BEGIN GIVEN RECORDS

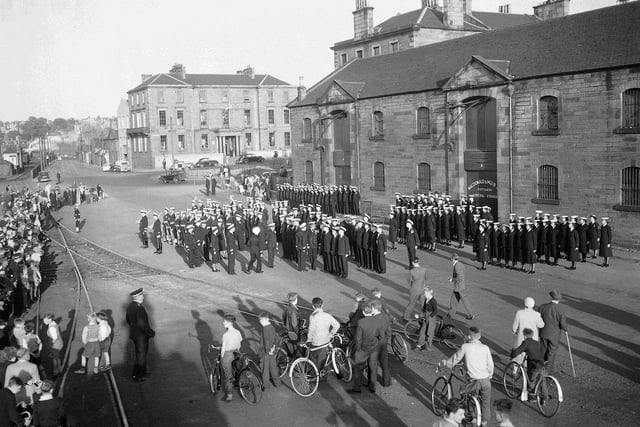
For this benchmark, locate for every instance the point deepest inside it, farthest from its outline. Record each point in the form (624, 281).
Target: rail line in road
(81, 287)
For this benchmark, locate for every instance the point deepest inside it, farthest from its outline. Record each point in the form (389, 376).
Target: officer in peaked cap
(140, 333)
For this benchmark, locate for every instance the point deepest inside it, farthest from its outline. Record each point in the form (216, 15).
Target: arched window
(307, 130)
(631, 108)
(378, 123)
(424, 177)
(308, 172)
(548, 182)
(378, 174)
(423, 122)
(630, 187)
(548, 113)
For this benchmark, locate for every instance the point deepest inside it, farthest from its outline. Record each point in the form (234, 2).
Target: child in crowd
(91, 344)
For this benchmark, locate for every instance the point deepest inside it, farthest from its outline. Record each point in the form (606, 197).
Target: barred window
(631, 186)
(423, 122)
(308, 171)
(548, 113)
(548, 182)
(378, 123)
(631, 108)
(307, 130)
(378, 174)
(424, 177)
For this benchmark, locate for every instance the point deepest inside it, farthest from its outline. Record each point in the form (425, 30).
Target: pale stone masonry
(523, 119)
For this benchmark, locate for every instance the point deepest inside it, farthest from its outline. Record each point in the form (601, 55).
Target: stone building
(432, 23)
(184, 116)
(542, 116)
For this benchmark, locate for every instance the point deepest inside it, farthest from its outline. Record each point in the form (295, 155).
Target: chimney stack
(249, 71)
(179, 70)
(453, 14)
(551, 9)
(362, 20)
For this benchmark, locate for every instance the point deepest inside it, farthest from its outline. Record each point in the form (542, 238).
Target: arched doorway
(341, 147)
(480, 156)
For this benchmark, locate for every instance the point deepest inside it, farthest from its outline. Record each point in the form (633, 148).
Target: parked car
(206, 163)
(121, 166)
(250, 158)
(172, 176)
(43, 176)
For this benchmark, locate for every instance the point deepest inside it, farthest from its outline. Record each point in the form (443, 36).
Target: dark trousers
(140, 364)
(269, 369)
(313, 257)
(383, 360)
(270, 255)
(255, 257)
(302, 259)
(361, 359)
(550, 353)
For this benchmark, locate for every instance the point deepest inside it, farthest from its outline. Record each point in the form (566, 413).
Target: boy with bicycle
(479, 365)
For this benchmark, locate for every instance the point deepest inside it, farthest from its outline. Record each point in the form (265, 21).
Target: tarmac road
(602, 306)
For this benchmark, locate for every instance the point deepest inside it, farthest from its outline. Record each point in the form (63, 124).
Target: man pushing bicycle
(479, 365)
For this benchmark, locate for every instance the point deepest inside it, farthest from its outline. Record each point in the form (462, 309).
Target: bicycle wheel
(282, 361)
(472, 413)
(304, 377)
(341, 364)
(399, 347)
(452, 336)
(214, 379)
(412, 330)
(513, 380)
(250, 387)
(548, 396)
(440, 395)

END GIVEN RECORDS
BEGIN GIVEN RECORDS

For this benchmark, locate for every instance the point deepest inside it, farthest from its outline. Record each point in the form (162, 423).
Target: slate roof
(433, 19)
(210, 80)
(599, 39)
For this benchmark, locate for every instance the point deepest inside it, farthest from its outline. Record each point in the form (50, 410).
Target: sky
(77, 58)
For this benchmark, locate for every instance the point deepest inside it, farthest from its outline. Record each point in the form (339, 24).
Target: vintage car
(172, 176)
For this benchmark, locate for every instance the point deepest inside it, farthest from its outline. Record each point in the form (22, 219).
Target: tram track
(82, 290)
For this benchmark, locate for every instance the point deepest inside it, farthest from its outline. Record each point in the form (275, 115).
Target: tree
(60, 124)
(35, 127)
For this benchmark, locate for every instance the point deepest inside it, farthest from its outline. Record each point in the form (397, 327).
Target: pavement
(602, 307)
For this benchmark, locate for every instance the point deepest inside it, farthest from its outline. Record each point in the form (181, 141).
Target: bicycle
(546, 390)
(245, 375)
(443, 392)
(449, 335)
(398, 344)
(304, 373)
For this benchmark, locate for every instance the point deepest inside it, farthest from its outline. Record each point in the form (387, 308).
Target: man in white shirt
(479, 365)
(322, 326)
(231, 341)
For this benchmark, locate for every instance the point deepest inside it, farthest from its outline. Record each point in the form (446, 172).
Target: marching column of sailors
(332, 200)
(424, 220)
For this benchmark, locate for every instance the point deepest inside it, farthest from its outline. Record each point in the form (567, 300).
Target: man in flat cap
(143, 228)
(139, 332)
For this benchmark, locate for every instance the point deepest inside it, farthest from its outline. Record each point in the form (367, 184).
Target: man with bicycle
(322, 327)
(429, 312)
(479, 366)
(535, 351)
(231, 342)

END GIVEN RECORDS

* **GIVEN INSTRUCTION**
In the listing above, find each line that contains the string "stone" and copy those lines out in full.

* **RESPONSE TO THIS EXERCISE**
Target: pale stone masonry
Target: stone building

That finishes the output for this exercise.